To do:
Write the data below as a JSON list of strings with one string per line, and leave out any blank lines.

Recorded data:
-------------------------

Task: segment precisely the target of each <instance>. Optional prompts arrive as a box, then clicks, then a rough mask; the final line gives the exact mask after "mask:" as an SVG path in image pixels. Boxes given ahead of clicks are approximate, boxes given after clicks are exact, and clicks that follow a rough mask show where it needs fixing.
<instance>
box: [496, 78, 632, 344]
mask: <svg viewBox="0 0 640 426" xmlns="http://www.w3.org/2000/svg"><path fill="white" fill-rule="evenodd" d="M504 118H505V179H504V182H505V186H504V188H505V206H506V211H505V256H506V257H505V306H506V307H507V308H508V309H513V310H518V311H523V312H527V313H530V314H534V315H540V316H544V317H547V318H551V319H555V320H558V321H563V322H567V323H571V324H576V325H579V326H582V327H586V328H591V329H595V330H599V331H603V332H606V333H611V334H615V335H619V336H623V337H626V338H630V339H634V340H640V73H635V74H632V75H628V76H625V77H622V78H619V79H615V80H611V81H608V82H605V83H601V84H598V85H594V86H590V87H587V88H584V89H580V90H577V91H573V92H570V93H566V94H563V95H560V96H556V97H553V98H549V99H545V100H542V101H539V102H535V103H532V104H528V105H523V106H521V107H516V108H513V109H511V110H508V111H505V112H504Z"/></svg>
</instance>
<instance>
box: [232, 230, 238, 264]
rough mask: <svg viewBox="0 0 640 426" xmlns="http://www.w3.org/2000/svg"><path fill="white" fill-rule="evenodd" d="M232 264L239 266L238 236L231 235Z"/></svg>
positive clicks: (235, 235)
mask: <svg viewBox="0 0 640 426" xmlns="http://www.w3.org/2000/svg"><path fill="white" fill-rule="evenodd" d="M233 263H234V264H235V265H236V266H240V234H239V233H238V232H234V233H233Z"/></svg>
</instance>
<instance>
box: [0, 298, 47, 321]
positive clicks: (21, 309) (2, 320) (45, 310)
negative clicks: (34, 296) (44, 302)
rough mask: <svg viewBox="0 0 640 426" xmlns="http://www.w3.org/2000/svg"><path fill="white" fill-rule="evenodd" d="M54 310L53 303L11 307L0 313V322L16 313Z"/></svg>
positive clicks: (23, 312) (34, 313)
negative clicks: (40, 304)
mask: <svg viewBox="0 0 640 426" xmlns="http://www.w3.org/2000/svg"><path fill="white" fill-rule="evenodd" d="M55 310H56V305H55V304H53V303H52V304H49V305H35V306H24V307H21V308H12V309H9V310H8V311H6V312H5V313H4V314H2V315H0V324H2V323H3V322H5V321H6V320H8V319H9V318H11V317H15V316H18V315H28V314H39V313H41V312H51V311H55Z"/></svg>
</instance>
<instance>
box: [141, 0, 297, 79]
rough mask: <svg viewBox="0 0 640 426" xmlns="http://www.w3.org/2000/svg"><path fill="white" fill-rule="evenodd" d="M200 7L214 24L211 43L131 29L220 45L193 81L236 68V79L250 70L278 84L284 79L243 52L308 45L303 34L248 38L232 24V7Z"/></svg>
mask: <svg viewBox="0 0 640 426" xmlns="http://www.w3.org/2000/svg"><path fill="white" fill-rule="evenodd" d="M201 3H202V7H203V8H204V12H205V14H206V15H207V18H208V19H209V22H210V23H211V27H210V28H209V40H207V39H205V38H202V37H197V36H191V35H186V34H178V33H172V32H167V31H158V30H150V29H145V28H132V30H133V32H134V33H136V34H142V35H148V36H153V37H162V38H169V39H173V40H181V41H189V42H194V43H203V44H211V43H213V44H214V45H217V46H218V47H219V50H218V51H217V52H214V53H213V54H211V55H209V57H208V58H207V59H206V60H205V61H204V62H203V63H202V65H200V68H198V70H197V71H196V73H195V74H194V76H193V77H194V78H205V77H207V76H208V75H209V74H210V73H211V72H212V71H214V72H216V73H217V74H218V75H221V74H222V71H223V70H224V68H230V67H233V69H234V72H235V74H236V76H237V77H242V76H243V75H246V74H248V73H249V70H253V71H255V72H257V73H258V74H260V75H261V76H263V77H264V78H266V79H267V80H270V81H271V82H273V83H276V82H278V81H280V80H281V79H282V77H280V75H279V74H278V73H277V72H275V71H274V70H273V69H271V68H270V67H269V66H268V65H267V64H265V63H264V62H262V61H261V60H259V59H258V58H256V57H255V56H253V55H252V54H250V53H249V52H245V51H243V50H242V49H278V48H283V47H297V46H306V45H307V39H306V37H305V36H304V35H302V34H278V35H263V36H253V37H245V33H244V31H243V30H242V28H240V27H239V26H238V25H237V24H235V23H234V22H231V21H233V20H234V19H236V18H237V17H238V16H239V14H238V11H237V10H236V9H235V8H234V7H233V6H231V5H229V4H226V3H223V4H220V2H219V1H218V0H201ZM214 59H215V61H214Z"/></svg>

-------------------------

Your solution:
[
  "Task: segment precisely the target of each <instance>. Optional prompts arrive as a box, then clicks, then a rough mask; the final line gives the exact mask after \"mask:\" as an SVG path in image pixels. Boxes given ahead of clicks are approximate, boxes given after clicks are exact, and clicks that follow a rough mask show where it needs fixing.",
  "<instance>",
  "box: [496, 78, 632, 344]",
  "mask: <svg viewBox=\"0 0 640 426\" xmlns=\"http://www.w3.org/2000/svg\"><path fill=\"white\" fill-rule=\"evenodd\" d=\"M504 118H505V179H504V182H505V186H504V188H505V206H506V211H505V256H506V257H505V306H506V307H507V308H508V309H513V310H518V311H523V312H527V313H530V314H534V315H540V316H544V317H547V318H551V319H555V320H558V321H563V322H567V323H571V324H576V325H579V326H582V327H586V328H591V329H595V330H599V331H603V332H606V333H611V334H615V335H619V336H623V337H626V338H630V339H634V340H640V73H635V74H632V75H628V76H625V77H622V78H619V79H615V80H611V81H608V82H605V83H601V84H598V85H594V86H590V87H587V88H584V89H580V90H577V91H573V92H570V93H566V94H563V95H560V96H556V97H553V98H549V99H545V100H542V101H539V102H535V103H532V104H528V105H523V106H521V107H516V108H513V109H511V110H508V111H505V112H504Z\"/></svg>",
  "</instance>",
  "<instance>",
  "box: [232, 230, 238, 264]",
  "rough mask: <svg viewBox=\"0 0 640 426\" xmlns=\"http://www.w3.org/2000/svg\"><path fill=\"white\" fill-rule=\"evenodd\" d=\"M232 264L239 266L238 236L231 235Z\"/></svg>",
  "positive clicks: (235, 235)",
  "mask: <svg viewBox=\"0 0 640 426\" xmlns=\"http://www.w3.org/2000/svg\"><path fill=\"white\" fill-rule=\"evenodd\" d=\"M233 263H234V264H235V265H236V266H240V234H239V233H238V232H234V233H233Z\"/></svg>",
  "</instance>",
  "<instance>",
  "box: [0, 298, 47, 321]",
  "positive clicks: (21, 309) (2, 320) (45, 310)",
  "negative clicks: (34, 296) (44, 302)",
  "rough mask: <svg viewBox=\"0 0 640 426\" xmlns=\"http://www.w3.org/2000/svg\"><path fill=\"white\" fill-rule=\"evenodd\" d=\"M54 310L53 303L11 307L0 313V322L16 313Z\"/></svg>",
  "positive clicks: (23, 312) (34, 313)",
  "negative clicks: (40, 304)",
  "mask: <svg viewBox=\"0 0 640 426\" xmlns=\"http://www.w3.org/2000/svg\"><path fill=\"white\" fill-rule=\"evenodd\" d=\"M55 310H56V305H55V304H53V303H52V304H49V305H35V306H24V307H21V308H12V309H9V310H8V311H6V312H5V313H4V314H2V315H0V324H2V323H3V322H5V321H6V320H8V319H9V318H11V317H15V316H18V315H28V314H39V313H41V312H51V311H55Z\"/></svg>",
  "</instance>",
  "<instance>",
  "box: [141, 0, 297, 79]",
  "rough mask: <svg viewBox=\"0 0 640 426\" xmlns=\"http://www.w3.org/2000/svg\"><path fill=\"white\" fill-rule=\"evenodd\" d=\"M200 7L214 24L211 43L131 29L220 45L193 81L236 68V79L250 70L278 84L284 79L243 52L308 45L303 34L248 38L232 24V7Z\"/></svg>",
  "mask: <svg viewBox=\"0 0 640 426\" xmlns=\"http://www.w3.org/2000/svg\"><path fill=\"white\" fill-rule=\"evenodd\" d=\"M201 3H202V7H203V8H204V12H205V14H206V15H207V18H208V19H209V22H210V23H211V27H210V28H209V40H207V39H205V38H202V37H197V36H191V35H186V34H178V33H172V32H167V31H158V30H150V29H145V28H132V30H133V32H134V33H136V34H142V35H148V36H153V37H162V38H169V39H173V40H181V41H189V42H194V43H203V44H211V43H213V44H214V45H217V46H218V47H219V50H218V51H217V52H214V53H213V54H211V55H209V57H208V58H207V59H206V60H205V61H204V62H203V63H202V65H200V68H198V70H197V71H196V73H195V74H194V76H193V77H194V78H205V77H207V76H208V75H209V74H210V73H211V72H212V71H214V72H216V73H217V74H218V75H221V74H222V71H223V70H224V68H230V67H233V69H234V72H235V74H236V76H237V77H242V76H243V75H246V74H248V73H249V70H253V71H255V72H257V73H258V74H260V75H261V76H263V77H264V78H266V79H267V80H270V81H271V82H273V83H276V82H278V81H280V80H281V79H282V77H280V75H279V74H278V73H277V72H275V71H274V70H273V69H271V68H270V67H269V66H268V65H267V64H265V63H264V62H262V61H261V60H259V59H258V58H256V57H255V56H253V55H252V54H250V53H249V52H245V51H243V50H242V49H278V48H283V47H297V46H306V45H307V39H306V37H305V36H304V35H302V34H278V35H263V36H253V37H245V33H244V31H243V30H242V28H240V27H239V26H238V25H237V24H235V23H234V22H231V21H233V20H234V19H236V18H237V17H238V16H239V14H238V11H237V10H236V9H235V8H234V7H233V6H231V5H229V4H226V3H223V4H220V2H219V1H218V0H201ZM214 59H215V61H214Z\"/></svg>"
]